Segment Start: Dataset excerpts

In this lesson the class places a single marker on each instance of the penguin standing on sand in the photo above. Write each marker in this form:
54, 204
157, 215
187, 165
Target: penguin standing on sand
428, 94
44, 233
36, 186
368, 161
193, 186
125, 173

Segment End: Dataset excerpts

The required result is a verbatim copy of all the entries.

- **Reply to the task**:
In this lesson the class places a single marker on each instance of the penguin standing on sand in the photo above. Write each marker in this form:
54, 204
157, 215
187, 165
Target: penguin standing on sand
428, 94
44, 233
36, 186
368, 161
193, 186
125, 173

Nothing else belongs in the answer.